◆ **MATERIAL FOR THIS TASK**:
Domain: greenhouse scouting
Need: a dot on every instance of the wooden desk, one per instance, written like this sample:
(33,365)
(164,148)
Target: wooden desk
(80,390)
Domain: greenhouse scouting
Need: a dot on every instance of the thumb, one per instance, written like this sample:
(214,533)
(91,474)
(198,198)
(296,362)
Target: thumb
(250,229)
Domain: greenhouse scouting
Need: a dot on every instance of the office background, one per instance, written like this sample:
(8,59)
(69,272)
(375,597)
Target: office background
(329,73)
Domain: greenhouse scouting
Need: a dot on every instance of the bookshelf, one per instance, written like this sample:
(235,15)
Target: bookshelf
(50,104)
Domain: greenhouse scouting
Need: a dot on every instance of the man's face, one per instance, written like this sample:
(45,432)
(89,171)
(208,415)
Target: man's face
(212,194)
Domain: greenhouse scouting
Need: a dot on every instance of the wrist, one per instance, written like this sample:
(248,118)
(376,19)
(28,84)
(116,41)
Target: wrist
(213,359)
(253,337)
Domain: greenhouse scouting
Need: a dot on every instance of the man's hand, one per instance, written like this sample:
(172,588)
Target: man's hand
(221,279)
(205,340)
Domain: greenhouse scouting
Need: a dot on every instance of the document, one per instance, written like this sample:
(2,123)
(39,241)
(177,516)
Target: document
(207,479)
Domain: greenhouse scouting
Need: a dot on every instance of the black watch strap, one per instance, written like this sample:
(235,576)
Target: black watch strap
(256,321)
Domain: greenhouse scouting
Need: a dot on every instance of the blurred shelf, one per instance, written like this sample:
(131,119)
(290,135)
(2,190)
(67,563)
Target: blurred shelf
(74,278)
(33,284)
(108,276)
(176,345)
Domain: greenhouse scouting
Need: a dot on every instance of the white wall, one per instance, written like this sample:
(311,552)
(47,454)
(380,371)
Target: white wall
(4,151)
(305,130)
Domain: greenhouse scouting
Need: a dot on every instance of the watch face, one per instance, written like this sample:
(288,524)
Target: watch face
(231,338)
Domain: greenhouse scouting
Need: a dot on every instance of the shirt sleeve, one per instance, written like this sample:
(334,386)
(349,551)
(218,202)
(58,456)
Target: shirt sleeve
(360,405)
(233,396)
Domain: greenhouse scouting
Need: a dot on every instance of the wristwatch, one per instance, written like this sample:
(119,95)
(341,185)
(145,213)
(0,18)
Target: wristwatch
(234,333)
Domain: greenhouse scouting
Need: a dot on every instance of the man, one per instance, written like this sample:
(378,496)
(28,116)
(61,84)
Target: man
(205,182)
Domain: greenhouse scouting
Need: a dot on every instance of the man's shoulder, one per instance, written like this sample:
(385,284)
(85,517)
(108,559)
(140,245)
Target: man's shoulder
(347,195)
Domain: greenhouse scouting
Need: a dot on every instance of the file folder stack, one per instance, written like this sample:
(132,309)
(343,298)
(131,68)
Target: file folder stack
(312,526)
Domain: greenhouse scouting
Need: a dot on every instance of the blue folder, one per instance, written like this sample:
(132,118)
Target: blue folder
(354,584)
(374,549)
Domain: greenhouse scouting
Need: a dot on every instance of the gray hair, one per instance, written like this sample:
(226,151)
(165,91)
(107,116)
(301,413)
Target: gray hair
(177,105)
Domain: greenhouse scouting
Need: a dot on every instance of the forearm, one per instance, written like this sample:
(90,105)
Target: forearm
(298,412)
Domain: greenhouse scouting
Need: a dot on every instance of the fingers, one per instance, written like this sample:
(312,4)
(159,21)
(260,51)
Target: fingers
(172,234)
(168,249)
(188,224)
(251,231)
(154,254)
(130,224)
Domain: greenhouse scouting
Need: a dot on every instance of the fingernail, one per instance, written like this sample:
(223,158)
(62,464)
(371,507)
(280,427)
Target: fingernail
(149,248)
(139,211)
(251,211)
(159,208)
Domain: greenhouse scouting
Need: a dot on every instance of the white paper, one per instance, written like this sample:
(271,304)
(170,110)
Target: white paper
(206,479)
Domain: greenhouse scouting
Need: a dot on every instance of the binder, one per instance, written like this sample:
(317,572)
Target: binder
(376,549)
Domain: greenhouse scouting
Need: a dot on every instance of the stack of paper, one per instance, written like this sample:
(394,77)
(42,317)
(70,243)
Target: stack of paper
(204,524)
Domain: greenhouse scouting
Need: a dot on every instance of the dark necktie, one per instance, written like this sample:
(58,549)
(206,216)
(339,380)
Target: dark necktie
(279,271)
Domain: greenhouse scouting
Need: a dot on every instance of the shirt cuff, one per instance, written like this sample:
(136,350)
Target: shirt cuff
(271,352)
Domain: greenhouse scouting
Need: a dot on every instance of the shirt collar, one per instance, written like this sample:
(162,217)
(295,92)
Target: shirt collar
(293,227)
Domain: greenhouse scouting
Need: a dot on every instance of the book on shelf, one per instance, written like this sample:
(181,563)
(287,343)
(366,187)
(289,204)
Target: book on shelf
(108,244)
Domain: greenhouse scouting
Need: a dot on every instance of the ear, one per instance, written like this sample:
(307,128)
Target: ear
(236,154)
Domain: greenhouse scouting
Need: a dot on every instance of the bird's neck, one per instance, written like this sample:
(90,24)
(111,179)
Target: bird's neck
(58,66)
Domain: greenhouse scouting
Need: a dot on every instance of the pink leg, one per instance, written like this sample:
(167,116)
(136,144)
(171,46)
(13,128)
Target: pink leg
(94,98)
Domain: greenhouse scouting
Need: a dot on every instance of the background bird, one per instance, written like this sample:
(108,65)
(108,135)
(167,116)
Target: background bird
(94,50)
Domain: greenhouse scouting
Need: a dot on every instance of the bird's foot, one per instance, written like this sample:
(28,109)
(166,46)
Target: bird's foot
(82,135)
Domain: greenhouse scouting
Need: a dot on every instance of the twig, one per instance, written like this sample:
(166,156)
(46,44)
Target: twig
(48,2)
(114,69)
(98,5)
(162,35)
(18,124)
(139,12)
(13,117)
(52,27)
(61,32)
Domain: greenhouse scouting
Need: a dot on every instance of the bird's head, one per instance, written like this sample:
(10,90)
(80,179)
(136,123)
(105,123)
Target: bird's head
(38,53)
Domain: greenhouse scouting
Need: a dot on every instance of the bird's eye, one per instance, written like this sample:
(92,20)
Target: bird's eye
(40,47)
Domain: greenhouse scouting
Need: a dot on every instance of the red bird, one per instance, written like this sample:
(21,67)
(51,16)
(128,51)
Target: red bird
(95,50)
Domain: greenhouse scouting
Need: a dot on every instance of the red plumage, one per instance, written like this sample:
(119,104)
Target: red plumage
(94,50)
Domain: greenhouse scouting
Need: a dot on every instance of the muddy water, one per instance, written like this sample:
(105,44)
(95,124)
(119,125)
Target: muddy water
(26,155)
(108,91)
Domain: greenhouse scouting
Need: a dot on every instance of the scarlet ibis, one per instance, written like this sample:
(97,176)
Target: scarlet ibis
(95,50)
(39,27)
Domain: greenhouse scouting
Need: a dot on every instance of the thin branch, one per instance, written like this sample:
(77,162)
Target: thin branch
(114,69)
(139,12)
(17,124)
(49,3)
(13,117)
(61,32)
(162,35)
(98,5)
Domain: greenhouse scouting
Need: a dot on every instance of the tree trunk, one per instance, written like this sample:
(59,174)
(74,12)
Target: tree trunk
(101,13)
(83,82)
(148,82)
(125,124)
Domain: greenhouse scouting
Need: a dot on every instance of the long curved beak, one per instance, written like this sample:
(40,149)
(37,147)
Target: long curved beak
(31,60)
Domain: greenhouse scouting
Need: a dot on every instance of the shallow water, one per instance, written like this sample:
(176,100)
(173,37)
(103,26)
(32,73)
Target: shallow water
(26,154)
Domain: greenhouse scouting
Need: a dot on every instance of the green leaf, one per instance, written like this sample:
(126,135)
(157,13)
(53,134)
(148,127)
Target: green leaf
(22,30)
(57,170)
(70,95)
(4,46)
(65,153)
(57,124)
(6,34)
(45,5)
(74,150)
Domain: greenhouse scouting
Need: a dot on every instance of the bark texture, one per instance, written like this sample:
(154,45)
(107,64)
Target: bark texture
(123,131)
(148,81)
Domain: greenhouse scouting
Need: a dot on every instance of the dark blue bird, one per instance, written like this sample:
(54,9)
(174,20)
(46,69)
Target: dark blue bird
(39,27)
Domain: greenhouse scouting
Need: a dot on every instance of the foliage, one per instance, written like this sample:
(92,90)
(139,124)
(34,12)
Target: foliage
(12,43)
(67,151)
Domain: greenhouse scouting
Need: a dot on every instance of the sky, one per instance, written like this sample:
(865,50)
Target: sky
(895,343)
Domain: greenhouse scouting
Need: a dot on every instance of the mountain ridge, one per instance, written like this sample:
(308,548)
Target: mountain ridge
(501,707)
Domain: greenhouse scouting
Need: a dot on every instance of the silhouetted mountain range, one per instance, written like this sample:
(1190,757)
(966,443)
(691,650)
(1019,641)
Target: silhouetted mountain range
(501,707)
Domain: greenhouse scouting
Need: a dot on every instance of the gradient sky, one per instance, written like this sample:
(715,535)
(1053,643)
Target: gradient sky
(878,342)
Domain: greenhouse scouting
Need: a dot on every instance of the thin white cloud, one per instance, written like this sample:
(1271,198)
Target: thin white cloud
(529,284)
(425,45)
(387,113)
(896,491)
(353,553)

◆ **WHAT IS EXPECTED**: How many lines in the rows above contain the word "paper"? Reply with the number alone.

◆ **CORRECT RESPONSE**: 4